**Instruction a**:
Check each statement against the excerpt on mercury reduction that follows: (i) the transition metal catalysts lost much of their activity when oxygen was present; (ii) adding hydrogen to the reactant gases lowered the $Hg^{2+}$ reduction activity; (iii) Fe, Cu, Ni and Co were picked on the basis of their standard potential. For each, answer yes or no and quote the words of the excerpt that settle it.

This study was aimed to develop catalytic system for the dry-based reduction of oxidized mercury ($Hg^{2+}$) to elemental mercury ($Hg^0$) which is one of the most important components comprising mercury continuous emission monitoring system (Hg-CEMS). Based on the standard potential in oxidation-reduction reaction, transition metals including Fe, Cu, Ni and Co were selected as possible candidates for catalyst proceeding spontaneous reduction of $Hg^{2+}$ into $Hg^0$. These transition metal catalysts revealed high activity for reduction of $Hg^{2+}$ into $Hg^0$ in the absence of oxygen in reactant gases. However, their activities were greatly decreased in the presence of oxygen, which was attributed to the transformation of transition metals by oxygen to the corresponding transition metal oxides with less catalytic activity for the reduction of oxidized mercury. Hydrogen supplied to the reactant gases significantly enhanced $Hg^{2+}$ reduction activity even in the presence of oxygen. It might be due to occurrence of combustion reaction between $H_2$ and $O_2$ causing the consumption of $O_2$ at such high reaction temperature at which oxidized mercury reduction reaction took place. Because the system showed high activity for $Hg^{2+}$ reduction to $Hg^0$, which was compatible to that of wet-chemistry technology using $SnCl_2$ solution, the catalytic reduction system of Fe catalyst with the supply of $H_2$ could be employed as a commercial system for the reduction of oxidized mercury to elemental mercury.

**Material for this exercise**:
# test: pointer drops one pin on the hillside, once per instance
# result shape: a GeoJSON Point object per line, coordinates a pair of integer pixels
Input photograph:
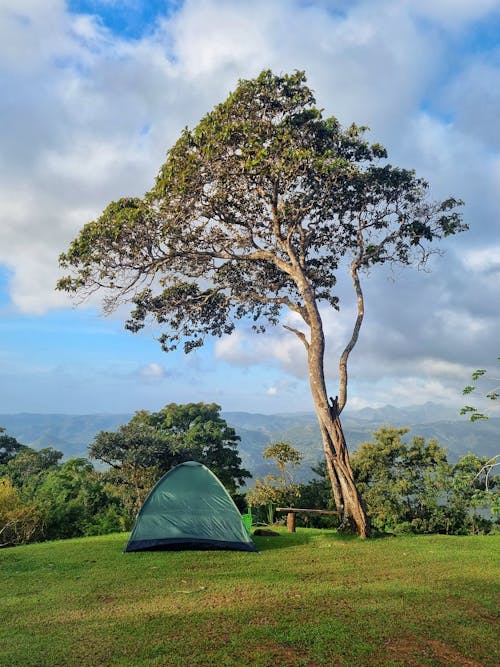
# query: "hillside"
{"type": "Point", "coordinates": [72, 434]}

**Instruction b**:
Write out the records above again, swapping every "hillside" for "slope" and leaving everything else as it is. Omit the picture.

**Written solution a**:
(i) Yes: "their activities were greatly decreased in the presence of oxygen"
(ii) No: "Hydrogen supplied to the reactant gases significantly enhanced $Hg^{2+}$ reduction activity even in the presence of oxygen"
(iii) Yes: "Based on the standard potential in oxidation-reduction reaction, transition metals including Fe, Cu, Ni and Co were selected"

**Written solution b**:
# test: pointer drops one pin on the slope, once per instance
# result shape: a GeoJSON Point object per line, coordinates a pair of integer pixels
Input photograph:
# query: "slope"
{"type": "Point", "coordinates": [72, 434]}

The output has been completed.